Monday, May 23, 2016

Breaking Down Amnesia: Memories - Part 5: Diamond World

Ah, Toma. Or as I nicknamed him, "the psycho boyfriend." (I also called him Stalker-san for a bit, which kind of gives you the impression of what he's like.)

My first playthrough was the Diamond world, for a couple of reasons. As I've mentioned, character design does a lot to show what kind of person the love interest probably is like, and factors into the selection process for the player. Toma had the most appealing character design for me.

Also, the suit he's associated with is diamonds, which was my childhood favorite, so it seemed like a good bonus. My adult favorite is spades, but I didn't like Ikki's design much, so Toma it was.

Of course, if you've read my comments on Shin's route, or seen his bad ending yourself, you can guess I was in for a rough shock, and I was going in blind.

The beginning was entertaining enough, trying to figure out details of the protagonist's past and why she was getting these mysterious threats, all while trying not to cause Toma to freak out. I got halfway through the month before I stopped playing for the night.

Unbeknownst to me, I had picked a really good time to take a break.

In this world, Toma is an older brother figure of the protagonist, and it becomes clear through early dialogue with a third party that he is not her boyfriend. He says he can't get interested in her because they grew up together, and the protagonist's brief flashes of recovering memory tells her that she liked someone who was having trouble seeing her as a woman.

When she gets around to asking him if she liked him before she lost her memory, he tells her that they were a couple, which contradicts what he had said previously.

__Aim__
From the blog post on the Diamond world, reproduce the passage from "The beginning was" up to and including "had said previously.". The listing that follows was taken from a different source than the blog post on the Diamond world.

__Extracted records__
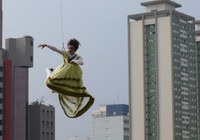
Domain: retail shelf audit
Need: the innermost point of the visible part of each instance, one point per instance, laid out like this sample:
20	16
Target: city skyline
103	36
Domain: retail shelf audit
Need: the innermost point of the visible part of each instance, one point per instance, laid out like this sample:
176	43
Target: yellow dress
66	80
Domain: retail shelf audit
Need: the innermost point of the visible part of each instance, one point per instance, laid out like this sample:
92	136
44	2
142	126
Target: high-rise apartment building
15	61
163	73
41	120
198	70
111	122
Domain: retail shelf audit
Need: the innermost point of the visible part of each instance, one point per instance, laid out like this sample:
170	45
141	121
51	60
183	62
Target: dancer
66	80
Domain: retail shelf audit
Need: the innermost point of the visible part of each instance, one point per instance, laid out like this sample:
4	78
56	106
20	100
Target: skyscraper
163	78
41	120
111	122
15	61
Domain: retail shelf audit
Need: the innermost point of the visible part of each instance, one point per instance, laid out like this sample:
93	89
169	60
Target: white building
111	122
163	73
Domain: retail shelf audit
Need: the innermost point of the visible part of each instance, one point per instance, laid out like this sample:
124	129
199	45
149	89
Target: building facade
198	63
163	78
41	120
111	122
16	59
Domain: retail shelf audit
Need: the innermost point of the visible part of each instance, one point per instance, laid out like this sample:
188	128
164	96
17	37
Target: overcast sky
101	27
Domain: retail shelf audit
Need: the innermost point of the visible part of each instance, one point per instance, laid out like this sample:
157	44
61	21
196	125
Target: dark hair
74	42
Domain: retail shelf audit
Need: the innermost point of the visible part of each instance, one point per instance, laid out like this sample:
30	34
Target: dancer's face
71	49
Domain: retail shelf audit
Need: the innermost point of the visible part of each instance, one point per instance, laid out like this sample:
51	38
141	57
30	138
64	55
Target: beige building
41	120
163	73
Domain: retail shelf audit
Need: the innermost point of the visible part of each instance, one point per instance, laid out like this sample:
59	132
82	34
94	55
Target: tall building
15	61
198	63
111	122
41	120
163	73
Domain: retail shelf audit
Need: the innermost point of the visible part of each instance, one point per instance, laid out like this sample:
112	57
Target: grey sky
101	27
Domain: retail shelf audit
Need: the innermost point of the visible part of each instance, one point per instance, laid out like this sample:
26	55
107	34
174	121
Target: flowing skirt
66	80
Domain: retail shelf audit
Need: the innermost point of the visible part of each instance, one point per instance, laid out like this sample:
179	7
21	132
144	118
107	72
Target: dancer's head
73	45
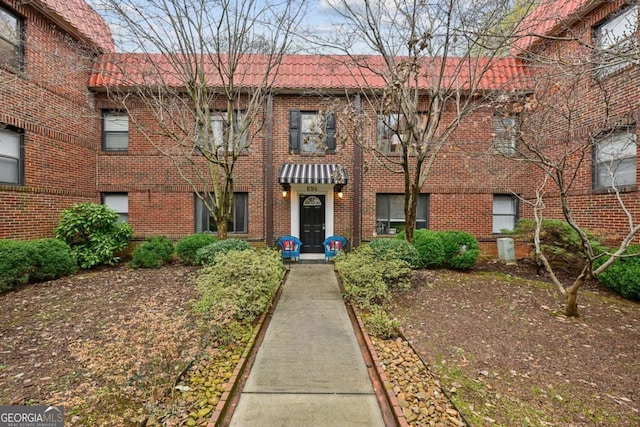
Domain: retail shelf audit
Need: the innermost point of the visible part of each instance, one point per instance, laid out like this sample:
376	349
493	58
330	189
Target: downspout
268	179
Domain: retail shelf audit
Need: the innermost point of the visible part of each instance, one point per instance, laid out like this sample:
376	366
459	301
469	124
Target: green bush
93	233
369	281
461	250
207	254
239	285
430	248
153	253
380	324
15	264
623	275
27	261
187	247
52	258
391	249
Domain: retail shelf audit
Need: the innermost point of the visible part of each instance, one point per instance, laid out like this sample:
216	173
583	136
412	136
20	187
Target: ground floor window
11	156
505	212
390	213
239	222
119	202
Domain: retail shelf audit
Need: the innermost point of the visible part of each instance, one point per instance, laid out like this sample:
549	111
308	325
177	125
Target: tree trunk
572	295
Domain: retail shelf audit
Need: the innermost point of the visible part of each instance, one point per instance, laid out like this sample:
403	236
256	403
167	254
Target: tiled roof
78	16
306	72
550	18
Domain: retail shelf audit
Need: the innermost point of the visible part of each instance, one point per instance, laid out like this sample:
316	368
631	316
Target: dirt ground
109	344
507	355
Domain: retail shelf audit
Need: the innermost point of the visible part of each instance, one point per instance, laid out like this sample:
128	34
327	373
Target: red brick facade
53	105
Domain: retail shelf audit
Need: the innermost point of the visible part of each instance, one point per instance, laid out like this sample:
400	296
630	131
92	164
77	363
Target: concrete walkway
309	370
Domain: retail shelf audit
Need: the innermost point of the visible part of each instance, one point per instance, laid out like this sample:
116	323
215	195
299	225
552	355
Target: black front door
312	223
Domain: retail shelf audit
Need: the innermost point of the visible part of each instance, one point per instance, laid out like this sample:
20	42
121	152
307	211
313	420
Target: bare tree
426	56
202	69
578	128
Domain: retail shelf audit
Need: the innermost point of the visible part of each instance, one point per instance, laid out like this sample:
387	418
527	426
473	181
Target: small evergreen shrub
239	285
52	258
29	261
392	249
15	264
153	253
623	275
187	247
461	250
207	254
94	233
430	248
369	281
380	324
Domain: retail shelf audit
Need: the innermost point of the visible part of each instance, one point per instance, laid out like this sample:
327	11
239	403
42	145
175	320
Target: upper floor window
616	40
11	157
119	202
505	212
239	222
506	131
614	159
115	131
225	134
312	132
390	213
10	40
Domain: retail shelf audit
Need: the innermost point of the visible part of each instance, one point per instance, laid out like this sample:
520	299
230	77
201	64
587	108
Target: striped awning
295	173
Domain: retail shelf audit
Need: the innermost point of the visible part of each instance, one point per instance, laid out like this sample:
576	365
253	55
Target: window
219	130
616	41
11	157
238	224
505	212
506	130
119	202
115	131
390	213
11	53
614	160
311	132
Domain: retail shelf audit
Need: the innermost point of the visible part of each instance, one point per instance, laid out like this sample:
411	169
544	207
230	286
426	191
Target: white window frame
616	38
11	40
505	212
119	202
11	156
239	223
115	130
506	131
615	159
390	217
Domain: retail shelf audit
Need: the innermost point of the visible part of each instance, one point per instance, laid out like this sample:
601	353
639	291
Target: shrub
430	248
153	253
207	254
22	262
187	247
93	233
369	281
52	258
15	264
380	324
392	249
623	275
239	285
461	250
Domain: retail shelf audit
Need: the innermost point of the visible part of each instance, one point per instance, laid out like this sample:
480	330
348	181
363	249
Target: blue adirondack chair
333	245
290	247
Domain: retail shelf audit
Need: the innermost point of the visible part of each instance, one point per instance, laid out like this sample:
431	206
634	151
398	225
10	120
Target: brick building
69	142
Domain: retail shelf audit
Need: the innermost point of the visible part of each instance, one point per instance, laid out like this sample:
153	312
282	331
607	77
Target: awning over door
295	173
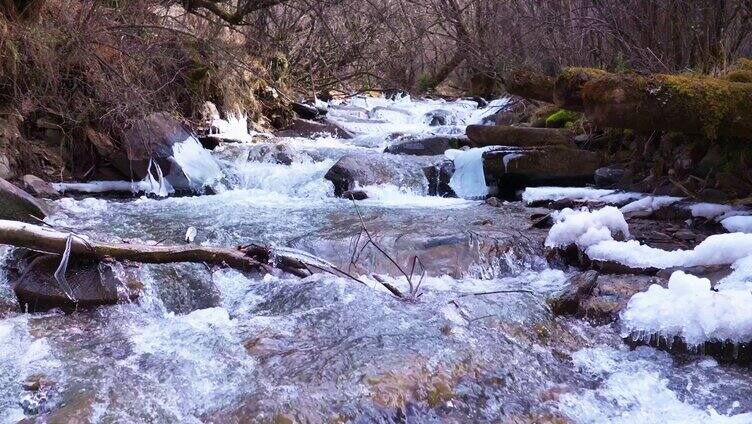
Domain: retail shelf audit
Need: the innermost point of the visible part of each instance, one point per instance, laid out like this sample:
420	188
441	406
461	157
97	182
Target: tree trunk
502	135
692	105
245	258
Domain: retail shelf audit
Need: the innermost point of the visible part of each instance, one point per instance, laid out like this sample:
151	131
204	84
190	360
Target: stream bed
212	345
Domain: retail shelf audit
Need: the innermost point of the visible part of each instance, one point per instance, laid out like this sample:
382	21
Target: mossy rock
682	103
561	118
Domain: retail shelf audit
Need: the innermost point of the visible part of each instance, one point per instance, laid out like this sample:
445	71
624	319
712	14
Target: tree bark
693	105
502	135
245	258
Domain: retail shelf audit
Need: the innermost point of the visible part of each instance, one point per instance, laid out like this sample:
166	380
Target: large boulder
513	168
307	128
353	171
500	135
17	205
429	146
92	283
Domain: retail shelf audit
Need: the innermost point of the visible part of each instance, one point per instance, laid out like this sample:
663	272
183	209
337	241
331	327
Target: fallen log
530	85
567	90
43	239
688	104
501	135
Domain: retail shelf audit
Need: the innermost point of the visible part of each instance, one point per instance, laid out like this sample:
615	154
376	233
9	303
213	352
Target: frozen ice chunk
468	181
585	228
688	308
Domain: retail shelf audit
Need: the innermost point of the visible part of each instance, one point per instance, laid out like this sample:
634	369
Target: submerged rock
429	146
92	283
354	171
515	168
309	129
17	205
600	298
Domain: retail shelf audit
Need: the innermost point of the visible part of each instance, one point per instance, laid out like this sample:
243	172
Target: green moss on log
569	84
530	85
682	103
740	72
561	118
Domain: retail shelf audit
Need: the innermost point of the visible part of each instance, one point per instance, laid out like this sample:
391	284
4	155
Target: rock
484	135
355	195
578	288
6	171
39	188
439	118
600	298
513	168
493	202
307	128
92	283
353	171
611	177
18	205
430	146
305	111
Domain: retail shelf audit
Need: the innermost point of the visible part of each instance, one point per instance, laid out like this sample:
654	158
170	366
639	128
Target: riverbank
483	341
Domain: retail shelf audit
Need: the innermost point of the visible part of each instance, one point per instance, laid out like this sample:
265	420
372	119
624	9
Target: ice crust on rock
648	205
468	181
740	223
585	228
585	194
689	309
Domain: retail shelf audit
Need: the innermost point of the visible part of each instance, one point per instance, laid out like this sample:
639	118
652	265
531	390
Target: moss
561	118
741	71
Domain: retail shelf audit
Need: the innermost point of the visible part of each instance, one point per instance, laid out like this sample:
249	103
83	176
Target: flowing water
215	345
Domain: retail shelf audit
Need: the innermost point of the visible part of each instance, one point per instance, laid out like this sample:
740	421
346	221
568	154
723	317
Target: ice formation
--
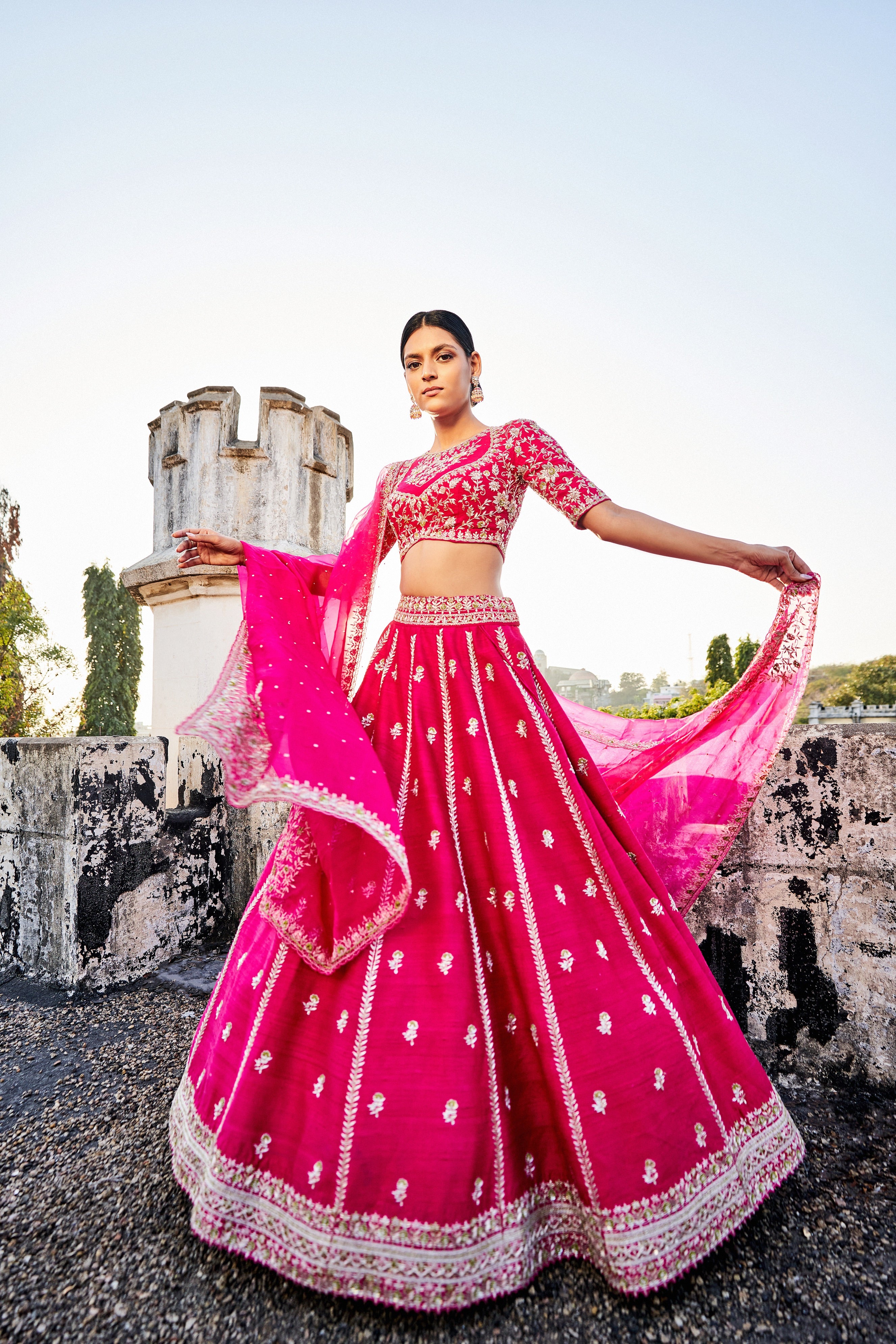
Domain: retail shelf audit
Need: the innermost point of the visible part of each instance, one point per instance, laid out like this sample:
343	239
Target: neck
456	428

__Answer__
The beginning was entertaining enough, trying to figure out details of the protagonist's past and why she was getting these mysterious threats, all while trying not to cause Toma to freak out. I got halfway through the month before I stopped playing for the night.

Unbeknownst to me, I had picked a really good time to take a break.

In this world, Toma is an older brother figure of the protagonist, and it becomes clear through early dialogue with a third party that he is not her boyfriend. He says he can't get interested in her because they grew up together, and the protagonist's brief flashes of recovering memory tells her that she liked someone who was having trouble seeing her as a woman.

When she gets around to asking him if she liked him before she lost her memory, he tells her that they were a couple, which contradicts what he had said previously.